DIRECTIONS: At the line containing "# one point", begin setting down the entries exactly, and stop only after the last line.

GIVEN DATA:
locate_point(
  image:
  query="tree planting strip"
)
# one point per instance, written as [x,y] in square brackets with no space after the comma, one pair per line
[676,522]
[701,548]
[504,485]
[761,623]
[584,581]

OUTPUT FOR THIS EXERCISE:
# one point per instance, written as [x,y] in square brackets with no space after the comma, one pair per line
[676,522]
[701,548]
[504,485]
[761,623]
[584,581]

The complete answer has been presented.